- [Passage to read]
In his second journey to earth, Satan departs from and returns to an outer sphere of the world, follows a sequence of three, four, and two orbits, and then tempts Eve.

The Sun was sunk, and after him the Starr
Of Hesperus, whose Office is to bring
Twilight upon the Earth, short Arbiter
Twixt Day and Night, and now from end to end
Nights Hemisphere had veild th' Horizon round;
When Satan who late fled before the threats
Of Gabriel out of Eden, now improv'd
In mediated fraud and malice, bent
On mans destruction, maugre what might hap
Of heavier on himself, fearless return'd
From compassing the Earth, cautious of day
Since Uriel Regent of the Sun descri'd
His entrance, and forewarnd the Cherubim
That kept thir watch; thence full of anguish driv'n,
The space of seven continu'd Nights he rode
With darkness, thrice the Equinoctial Line
He circl'd, four times cross'd the Carr of Night
From Pole to Pole, traversing each Colure;
On th' eighth return'd, and on the Coast averse
From entrance or Cherubic Watch, by stealth
Found unsuspected way. There was a place,
Not now, though Sin, not Time, first wraught the Change,
Where Tigris at the foot of Paradise
Into the Gulf shot under ground, till part
Rose up a Fountain by the Tree of Life;
In with the River sunk, and with it rose
Satan involv'd in rising Mist, then sought
Where to lie hid; Sea he had searcht and Land
From Eden over Pontus , and the Pool
Maeotis, up beyond the River Ob ;
Downward as farr Antarctic; and in length
West from Orontes to the Ocean barr'd
At Darien , thence to the Land where flows
Ganges and Indus : thus the Orb he roam'd
With narrow search; and with inspection deep
Consider'd every Creature, which of all
Most opportune might serve his Wiles, and found
The Serpent suttlest Beast of all the Field.

(48-86)

After successfully tempting Eve he leaves briefly, returns, and then makes a final journey in which he returns to Hell.

Three sentences summarize Satan's second journey to earth. The first sentence says that "Satan ... return'd" (53-57). The second sentence elaborates on that first orbit: "he fled, ... and ... return'd from compassing Earth" (58-59). It also summarizes his seven nights of orbits which conclude with his finding an entry to Paradise: "He circl'd," "cross'd" (1. 65), "return'd ... and found unsuspected way" (1.67-69). The third sentence describes Satan's last two circuits of the earth and his discovery of the Serpent: Satan "sunk [underground at the mouth of the Tigris River], ... and rose ... by the Tree of Life[in Eden, to the earth's surface], ... then sought / Where to lie hid; ... Sea he had searched and Land: / ... thus the Orb he roam'd / Considered every Creature, ... and found The Serpent" (9.74- 82). Milton's refrain-like repetition of the verb "return'd" suggests the relentlessness with which Satan seeks Eden.

- [Stored records]

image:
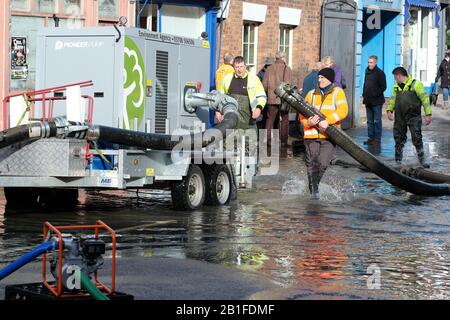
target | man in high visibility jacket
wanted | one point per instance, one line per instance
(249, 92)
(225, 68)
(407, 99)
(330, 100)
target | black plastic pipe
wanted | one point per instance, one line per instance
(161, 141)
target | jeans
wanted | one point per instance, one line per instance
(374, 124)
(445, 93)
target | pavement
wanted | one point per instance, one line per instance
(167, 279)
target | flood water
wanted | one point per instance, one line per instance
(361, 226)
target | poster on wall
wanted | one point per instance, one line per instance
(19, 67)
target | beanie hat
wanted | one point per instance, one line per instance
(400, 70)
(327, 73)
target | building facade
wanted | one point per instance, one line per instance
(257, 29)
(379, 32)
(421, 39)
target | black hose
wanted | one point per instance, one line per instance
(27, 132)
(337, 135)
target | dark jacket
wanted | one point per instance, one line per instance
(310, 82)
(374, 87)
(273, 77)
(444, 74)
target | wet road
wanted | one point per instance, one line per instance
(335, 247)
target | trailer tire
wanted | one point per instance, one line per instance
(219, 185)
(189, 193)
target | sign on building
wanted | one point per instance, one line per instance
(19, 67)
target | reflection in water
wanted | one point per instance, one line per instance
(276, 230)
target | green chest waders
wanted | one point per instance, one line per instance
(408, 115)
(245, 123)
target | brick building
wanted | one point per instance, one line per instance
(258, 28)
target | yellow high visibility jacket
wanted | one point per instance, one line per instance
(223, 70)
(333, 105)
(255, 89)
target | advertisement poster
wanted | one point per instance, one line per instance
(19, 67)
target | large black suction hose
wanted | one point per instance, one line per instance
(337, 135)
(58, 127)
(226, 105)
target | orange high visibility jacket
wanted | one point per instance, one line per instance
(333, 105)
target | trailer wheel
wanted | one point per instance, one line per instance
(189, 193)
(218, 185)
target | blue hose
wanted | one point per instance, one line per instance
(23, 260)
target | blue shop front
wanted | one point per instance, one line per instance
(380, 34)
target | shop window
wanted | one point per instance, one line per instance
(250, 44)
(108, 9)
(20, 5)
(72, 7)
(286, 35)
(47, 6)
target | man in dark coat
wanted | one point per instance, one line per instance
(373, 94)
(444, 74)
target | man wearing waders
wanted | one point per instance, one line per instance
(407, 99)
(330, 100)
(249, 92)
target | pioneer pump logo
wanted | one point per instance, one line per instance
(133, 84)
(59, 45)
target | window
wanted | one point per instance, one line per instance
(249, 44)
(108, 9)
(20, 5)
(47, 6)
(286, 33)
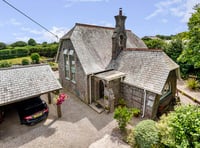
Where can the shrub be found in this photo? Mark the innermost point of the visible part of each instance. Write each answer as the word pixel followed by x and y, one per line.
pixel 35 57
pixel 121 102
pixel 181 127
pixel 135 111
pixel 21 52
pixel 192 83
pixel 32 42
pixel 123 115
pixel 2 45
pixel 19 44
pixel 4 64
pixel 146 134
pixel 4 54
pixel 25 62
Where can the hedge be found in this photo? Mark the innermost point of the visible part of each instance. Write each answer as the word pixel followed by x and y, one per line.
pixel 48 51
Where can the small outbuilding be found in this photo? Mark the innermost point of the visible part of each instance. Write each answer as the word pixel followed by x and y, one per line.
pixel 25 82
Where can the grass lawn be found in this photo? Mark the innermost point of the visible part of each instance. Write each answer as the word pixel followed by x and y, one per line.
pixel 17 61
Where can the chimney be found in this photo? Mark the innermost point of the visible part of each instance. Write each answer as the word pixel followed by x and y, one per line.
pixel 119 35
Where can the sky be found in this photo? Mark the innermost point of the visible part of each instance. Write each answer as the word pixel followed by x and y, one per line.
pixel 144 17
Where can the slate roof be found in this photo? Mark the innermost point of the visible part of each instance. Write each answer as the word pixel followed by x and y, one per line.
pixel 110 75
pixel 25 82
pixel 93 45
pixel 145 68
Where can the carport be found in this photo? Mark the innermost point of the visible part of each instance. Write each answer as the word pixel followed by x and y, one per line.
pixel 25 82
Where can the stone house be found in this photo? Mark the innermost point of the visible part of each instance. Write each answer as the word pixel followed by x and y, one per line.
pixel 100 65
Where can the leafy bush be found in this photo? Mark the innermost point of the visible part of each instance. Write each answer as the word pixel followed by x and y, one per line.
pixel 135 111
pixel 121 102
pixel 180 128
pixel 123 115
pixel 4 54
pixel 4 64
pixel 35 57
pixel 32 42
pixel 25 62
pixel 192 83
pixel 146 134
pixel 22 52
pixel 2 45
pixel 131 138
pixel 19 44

- [Tasks and exercises]
1. In the passage on Satan's journey, for how many nights does Satan ride with darkness?
2. Please list every river in the passage on Satan's journey that the poem either calls "the River" or describes as flowing.

- [Solutions in order]
1. Seven continued nights.

2. Tigris, Ob, Ganges, Indus